▸ Supplied records
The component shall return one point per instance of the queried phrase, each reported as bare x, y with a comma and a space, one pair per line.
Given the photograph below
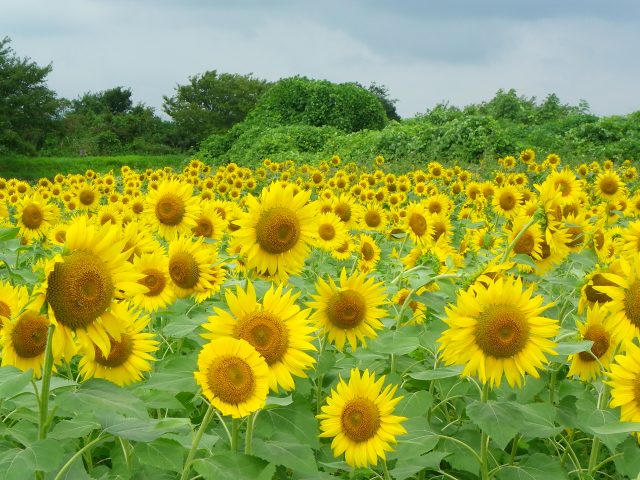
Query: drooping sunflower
624, 379
329, 232
35, 216
82, 284
172, 209
277, 328
128, 357
277, 230
194, 268
12, 300
155, 268
359, 417
351, 311
24, 339
625, 300
497, 330
233, 376
590, 364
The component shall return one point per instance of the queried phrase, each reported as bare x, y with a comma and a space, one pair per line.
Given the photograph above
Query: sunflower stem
484, 440
196, 441
46, 383
235, 434
595, 446
517, 238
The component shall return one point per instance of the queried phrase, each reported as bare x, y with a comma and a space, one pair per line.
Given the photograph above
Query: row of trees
33, 119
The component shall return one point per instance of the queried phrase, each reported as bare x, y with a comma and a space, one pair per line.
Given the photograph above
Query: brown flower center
502, 331
29, 335
170, 209
231, 379
266, 332
346, 309
278, 230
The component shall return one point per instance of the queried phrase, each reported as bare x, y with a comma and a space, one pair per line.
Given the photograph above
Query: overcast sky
424, 51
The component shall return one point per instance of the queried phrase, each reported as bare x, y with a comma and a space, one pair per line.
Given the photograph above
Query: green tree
28, 109
212, 103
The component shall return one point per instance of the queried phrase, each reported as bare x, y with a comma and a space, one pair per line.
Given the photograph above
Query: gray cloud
424, 51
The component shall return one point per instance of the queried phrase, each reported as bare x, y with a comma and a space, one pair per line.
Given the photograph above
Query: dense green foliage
212, 103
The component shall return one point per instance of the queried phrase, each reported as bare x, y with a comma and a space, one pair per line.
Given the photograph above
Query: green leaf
8, 233
535, 467
438, 373
500, 420
234, 466
539, 421
398, 342
13, 381
407, 467
146, 430
162, 453
296, 456
75, 428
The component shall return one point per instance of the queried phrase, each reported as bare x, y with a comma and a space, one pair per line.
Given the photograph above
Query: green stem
595, 446
62, 472
484, 440
249, 435
517, 238
43, 425
196, 441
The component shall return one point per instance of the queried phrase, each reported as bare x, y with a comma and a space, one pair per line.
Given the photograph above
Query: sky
424, 51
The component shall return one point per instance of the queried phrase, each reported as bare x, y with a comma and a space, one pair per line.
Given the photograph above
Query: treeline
223, 117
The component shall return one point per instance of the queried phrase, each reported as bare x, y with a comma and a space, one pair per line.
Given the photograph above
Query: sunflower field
322, 321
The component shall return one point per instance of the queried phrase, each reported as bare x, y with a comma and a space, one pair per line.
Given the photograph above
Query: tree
28, 108
212, 103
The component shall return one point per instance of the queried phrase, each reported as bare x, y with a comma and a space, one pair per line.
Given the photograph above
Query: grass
33, 168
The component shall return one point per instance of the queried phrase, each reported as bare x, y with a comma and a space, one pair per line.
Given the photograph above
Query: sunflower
24, 340
82, 284
35, 216
351, 311
277, 328
329, 232
590, 364
624, 379
194, 269
368, 253
233, 376
417, 224
608, 185
497, 330
359, 417
12, 300
172, 209
625, 300
277, 230
155, 268
128, 357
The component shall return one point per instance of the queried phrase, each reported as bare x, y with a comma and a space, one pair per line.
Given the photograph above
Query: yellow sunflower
83, 282
35, 216
128, 357
590, 364
497, 330
160, 294
233, 376
194, 268
277, 328
172, 209
24, 339
350, 311
277, 230
359, 417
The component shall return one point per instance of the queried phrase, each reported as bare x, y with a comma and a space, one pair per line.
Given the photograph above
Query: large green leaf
234, 466
500, 420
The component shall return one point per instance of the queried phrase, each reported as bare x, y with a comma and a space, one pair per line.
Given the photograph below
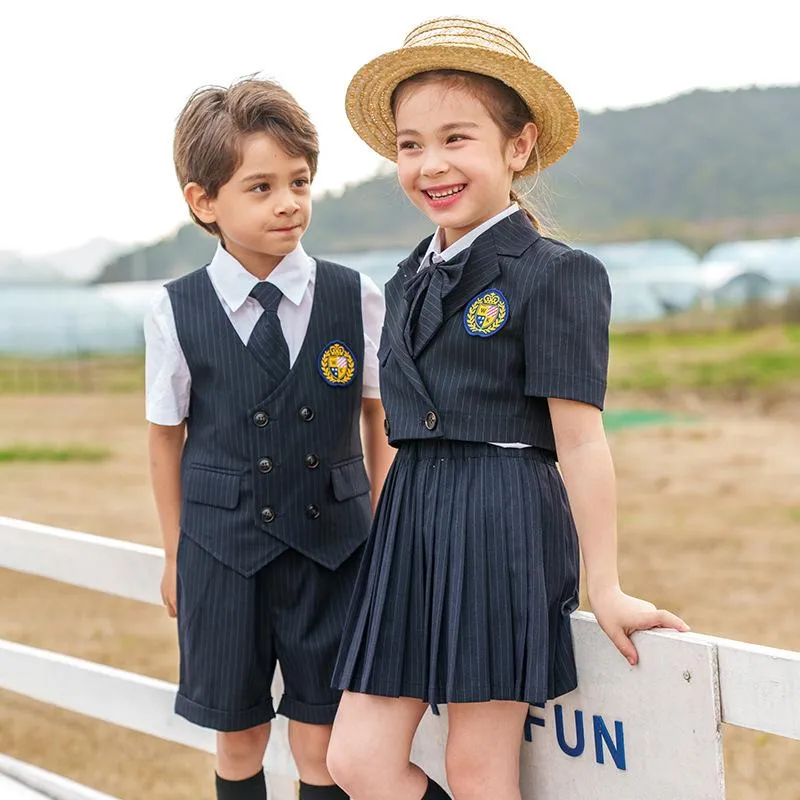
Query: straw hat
472, 46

▸ Work instruction
Repeat every line above exactly, minus the pictures.

▸ Answer to this task
The component shall return one point per instance of the queried phrase, each reported as bare x, y with a comma and a space, one pair per line.
Given the photograph below
Query: drooping sunflower
624, 379
329, 232
35, 216
82, 284
172, 209
277, 328
128, 357
277, 230
194, 268
12, 300
155, 268
359, 417
351, 311
24, 339
625, 300
497, 330
233, 376
590, 364
The component shall return one point per instance of the queried phrase, each reported as bare x, y with a comma and a space, one pair per line.
Given the photograph above
Query: sunflower stem
484, 440
196, 441
46, 383
235, 434
595, 446
517, 238
The component shall return one point per instance of the queried phrase, each reported as bare x, y with a comma and a space, one pair per line.
Given the photograph above
Query: row of trees
33, 119
The component shall return one point per instance of the queried phrase, each reported as bare x, y with a comma and a space, one pair per line.
Given the photograph above
Query: brown flower center
502, 331
29, 335
170, 209
231, 379
266, 332
346, 309
278, 230
The component shall return one point per instance of the queried phrase, each reported as bare x, y with a comma and a space, one pair per line.
Given the photograph above
Query: overcast sky
424, 51
The component shall return one point per instance of the queried phrase, each reported as bare x, y with a comma and a space, one pair per line.
Given the photograph above
Query: green tree
28, 109
212, 103
The component shall return one point per instance of the queried phrase, each reported as bare x, y with a comma and a space, one pair per line.
Given the photograph above
Query: gray cloud
424, 51
The component shall return one point per instance of the queried phrase, each reported as bare x, y with a comma and a space, one pair per line.
Given the photograph above
Query: dense green foliage
212, 103
The component shall return one point per instance of the queried phrase, each reported as bare x, y with a comma and a space, one pair per line.
Given the photograph above
Query: green leaf
8, 233
535, 467
438, 373
500, 420
234, 466
539, 421
398, 342
13, 381
407, 467
146, 430
162, 453
296, 456
75, 428
The component shall return one point per instance of the queried phrase, each reported as bare x, y with a comma and a space, one pair per line.
Given the photograph above
Query: green stem
595, 446
62, 472
484, 440
249, 435
517, 238
43, 425
196, 441
The component shall return one point per instance of the queried phrase, each reported as bare x, y with a comma and a space, one pair per line.
Given the photograph above
Query: sky
424, 51
The component shall return one point per instance of the queried phrase, each reported as bare x, y with a comma and a space, one pair per line.
Given the photograph above
Query: treeline
223, 117
The component shall return one point per instance of the queried phrase, each reported as bare x, y with a comma and a space, one pair per line.
Given the photograph above
Query: sunflower field
322, 321
The component shall return one point per instance of the queried phrase, each reported as bare x, y with a comma and a space, one pair per line.
Given the photograph above
Query: tree
28, 108
212, 103
The component shall return one point per instance of the queried phrase, each reported as bare x, y with a comma and a space, one pair per line.
Given the photograph above
Query: grass
33, 168
The component shall return one point per instance of the queried phrase, each reported as bare x, y with a comma and a space, one pair per line.
Given the photograph above
Query: sunflower
24, 340
82, 284
35, 216
351, 311
277, 328
329, 232
590, 364
624, 379
194, 269
368, 253
233, 376
417, 224
608, 185
497, 330
359, 417
12, 300
172, 209
625, 300
277, 230
155, 268
128, 357
The component shall return one point per instance of the queried phrase, each reported as bare x, y with a comma and a space, one pair per line.
Given the photograph above
Query: yellow sunflower
83, 282
35, 216
128, 357
590, 364
497, 330
160, 294
233, 376
194, 268
277, 328
172, 209
24, 339
350, 311
277, 230
359, 417
The component shall return one point per instance of the queried phrase, each reported as bare x, y with a comma and a space, one pair per line.
Given the photograph above
Query: large green leaf
234, 466
500, 420
The component shall return one point per instance of the queried phrase, each reported as bare x, y with a comma and a space, one pair per line.
Given the photograph below
Query: straw hat
472, 46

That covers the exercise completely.